### [EXERCISE]
Could you reproduce each of the entries below word for word?
++++ RECORDS SUPPLIED
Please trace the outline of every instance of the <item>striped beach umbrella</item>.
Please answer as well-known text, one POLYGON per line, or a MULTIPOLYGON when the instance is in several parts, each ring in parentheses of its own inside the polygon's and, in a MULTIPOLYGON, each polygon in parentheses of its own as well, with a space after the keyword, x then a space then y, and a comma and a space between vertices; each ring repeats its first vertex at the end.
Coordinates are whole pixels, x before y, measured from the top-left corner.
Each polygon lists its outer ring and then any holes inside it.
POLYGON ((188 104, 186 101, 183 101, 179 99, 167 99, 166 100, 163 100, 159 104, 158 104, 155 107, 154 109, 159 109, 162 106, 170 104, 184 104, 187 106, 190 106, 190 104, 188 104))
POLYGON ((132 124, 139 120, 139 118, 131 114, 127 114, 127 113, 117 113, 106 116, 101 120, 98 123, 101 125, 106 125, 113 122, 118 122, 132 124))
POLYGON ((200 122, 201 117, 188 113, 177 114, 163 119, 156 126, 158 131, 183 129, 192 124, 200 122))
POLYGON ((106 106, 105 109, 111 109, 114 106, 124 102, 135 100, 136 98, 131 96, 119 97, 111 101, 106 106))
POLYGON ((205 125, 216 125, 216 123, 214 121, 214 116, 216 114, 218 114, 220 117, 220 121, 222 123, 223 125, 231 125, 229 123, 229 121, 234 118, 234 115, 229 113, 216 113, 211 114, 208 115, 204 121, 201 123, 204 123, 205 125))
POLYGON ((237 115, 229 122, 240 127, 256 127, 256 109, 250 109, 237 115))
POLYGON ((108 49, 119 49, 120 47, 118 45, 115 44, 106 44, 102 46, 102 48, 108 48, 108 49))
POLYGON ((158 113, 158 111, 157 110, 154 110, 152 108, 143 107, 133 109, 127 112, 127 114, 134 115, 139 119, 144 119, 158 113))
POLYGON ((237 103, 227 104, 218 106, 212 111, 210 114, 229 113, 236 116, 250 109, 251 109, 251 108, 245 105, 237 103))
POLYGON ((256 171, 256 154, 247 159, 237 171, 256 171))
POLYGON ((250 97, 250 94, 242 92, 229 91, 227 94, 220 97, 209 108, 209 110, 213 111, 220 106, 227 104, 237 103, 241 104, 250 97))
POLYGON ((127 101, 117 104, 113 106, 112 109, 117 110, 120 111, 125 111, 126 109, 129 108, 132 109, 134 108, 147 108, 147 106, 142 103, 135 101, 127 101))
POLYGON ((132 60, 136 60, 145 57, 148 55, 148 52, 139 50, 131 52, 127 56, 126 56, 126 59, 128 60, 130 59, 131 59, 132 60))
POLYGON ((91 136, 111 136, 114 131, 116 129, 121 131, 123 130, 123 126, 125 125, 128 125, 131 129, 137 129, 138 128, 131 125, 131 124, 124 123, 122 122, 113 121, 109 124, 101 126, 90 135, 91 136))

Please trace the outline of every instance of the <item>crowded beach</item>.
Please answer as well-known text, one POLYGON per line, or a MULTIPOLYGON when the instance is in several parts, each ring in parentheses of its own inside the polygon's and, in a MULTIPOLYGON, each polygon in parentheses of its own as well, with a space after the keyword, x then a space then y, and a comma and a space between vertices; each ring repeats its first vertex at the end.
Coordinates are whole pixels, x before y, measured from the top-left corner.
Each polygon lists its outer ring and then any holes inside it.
++++++++
### [COMPLETE OUTPUT]
Please trace the outline of every instance of the <item>striped beach umbrella</item>.
Please answer as well-known text, one POLYGON per line, or a MULTIPOLYGON when the instance is in several parts, each ring in parentheses of its own inside the polygon's and, in a MULTIPOLYGON, each polygon in parentheses of its own as well, with a space after the keyword, x then a space then y, and a comma and a space between vertices; each ring repeats its first vertex at the end.
Coordinates are whole pixels, x before y, measured from the top-left corner.
Each polygon lists its outer ring and then any holes inside it.
POLYGON ((188 104, 186 101, 183 101, 179 99, 167 99, 166 100, 163 100, 159 104, 158 104, 155 107, 154 109, 159 109, 162 106, 170 104, 184 104, 187 106, 190 106, 190 104, 188 104))
POLYGON ((132 124, 139 120, 139 118, 131 114, 127 114, 127 113, 117 113, 106 116, 101 120, 98 123, 101 125, 106 125, 113 122, 118 122, 132 124))
POLYGON ((200 122, 201 117, 188 113, 177 114, 163 119, 156 126, 158 131, 183 129, 192 124, 200 122))
POLYGON ((106 106, 105 109, 111 109, 114 106, 124 102, 135 100, 136 98, 131 96, 119 97, 111 101, 106 106))
POLYGON ((205 125, 216 125, 216 123, 214 121, 214 116, 216 114, 218 114, 220 117, 220 121, 222 123, 223 125, 231 125, 229 123, 229 121, 234 118, 234 115, 229 113, 216 113, 211 114, 208 115, 204 121, 201 123, 204 123, 205 125))
POLYGON ((237 115, 229 122, 240 127, 256 127, 256 109, 250 109, 237 115))
POLYGON ((108 49, 119 49, 120 47, 118 45, 115 44, 106 44, 102 46, 102 48, 108 48, 108 49))
POLYGON ((158 113, 158 111, 157 110, 154 110, 152 108, 143 107, 133 109, 127 112, 127 114, 134 115, 139 119, 144 119, 158 113))
POLYGON ((237 103, 227 104, 218 106, 212 111, 210 114, 229 113, 236 116, 250 109, 251 109, 251 108, 245 105, 237 103))
POLYGON ((256 171, 256 154, 247 159, 237 171, 256 171))
POLYGON ((250 97, 250 94, 242 92, 229 91, 227 94, 220 97, 209 108, 209 110, 213 111, 220 106, 227 104, 237 103, 241 104, 250 97))
POLYGON ((127 101, 117 104, 113 106, 112 109, 117 110, 120 111, 125 111, 126 109, 129 108, 132 109, 134 108, 147 108, 147 106, 142 103, 135 101, 127 101))
POLYGON ((132 60, 136 60, 145 57, 148 55, 148 52, 139 50, 131 52, 127 56, 126 56, 126 59, 128 60, 130 59, 131 59, 132 60))
POLYGON ((91 136, 111 136, 114 131, 116 129, 121 131, 123 130, 123 126, 125 125, 128 125, 131 129, 137 129, 138 128, 131 125, 131 124, 124 123, 122 122, 113 121, 109 124, 101 126, 90 135, 91 136))

Please trace the outline of every instance of the <item>crowded beach</item>.
Please answer as well-known text, one POLYGON per line, or a MULTIPOLYGON when the instance is in several parts, each ring in parentheses of its own inside the polygon's and, in a MULTIPOLYGON, each polygon in parentheses of its own as well, with a space after the keyword, x then a space then y, and a comma and a space between vertices; each ring repeats its first vertex at the end.
Coordinates are whole pixels, x before y, measured from the top-left corner.
Each polygon lists its outer ring and then any holes inside it.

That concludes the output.